__Problem__: Arrange the lines of the records below, starting at the line that contains "[mark] the wooden" and ending at the line that contains "Target: wooden stake", as a Markdown table with columns headed Row and Line, numbering each line in order and leaving out any blank lines.

※

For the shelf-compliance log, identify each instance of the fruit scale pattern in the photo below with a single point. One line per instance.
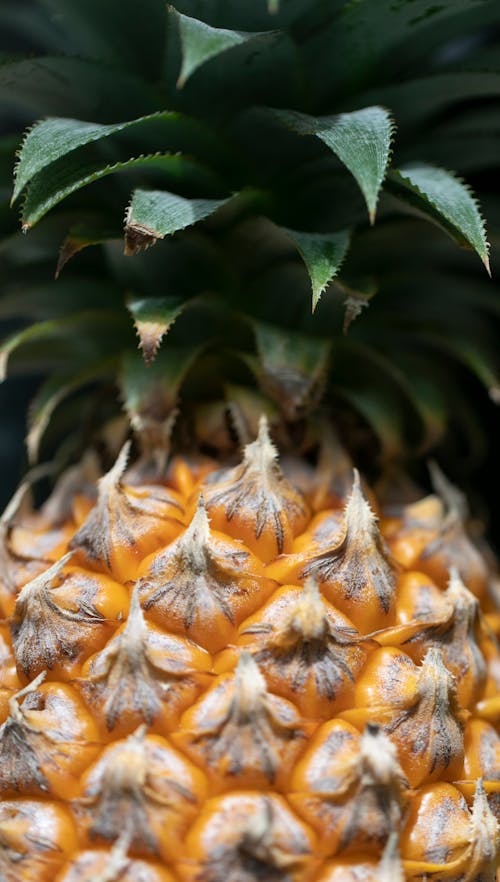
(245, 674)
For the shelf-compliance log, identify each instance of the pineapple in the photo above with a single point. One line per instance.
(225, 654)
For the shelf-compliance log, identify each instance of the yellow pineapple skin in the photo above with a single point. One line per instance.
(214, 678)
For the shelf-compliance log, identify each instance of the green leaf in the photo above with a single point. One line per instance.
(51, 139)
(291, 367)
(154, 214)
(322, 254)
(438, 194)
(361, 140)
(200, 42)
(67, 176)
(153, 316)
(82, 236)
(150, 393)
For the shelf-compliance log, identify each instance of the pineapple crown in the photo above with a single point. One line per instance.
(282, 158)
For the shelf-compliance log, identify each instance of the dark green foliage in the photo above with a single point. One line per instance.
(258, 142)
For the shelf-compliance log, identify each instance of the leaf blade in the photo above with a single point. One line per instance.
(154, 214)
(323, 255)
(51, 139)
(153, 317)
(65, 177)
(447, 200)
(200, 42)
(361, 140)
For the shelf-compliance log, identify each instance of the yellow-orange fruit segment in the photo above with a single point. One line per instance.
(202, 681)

※

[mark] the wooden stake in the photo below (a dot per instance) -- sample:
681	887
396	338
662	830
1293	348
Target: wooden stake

※

__Output of the task__:
| Row | Line |
|---|---|
| 1 | [mark] the wooden stake in the photo below (a dot per instance) -- sample: |
| 2 | 681	887 |
| 3 | 396	338 |
| 4 | 662	830 |
| 5 | 1293	348 |
| 6 | Target: wooden stake |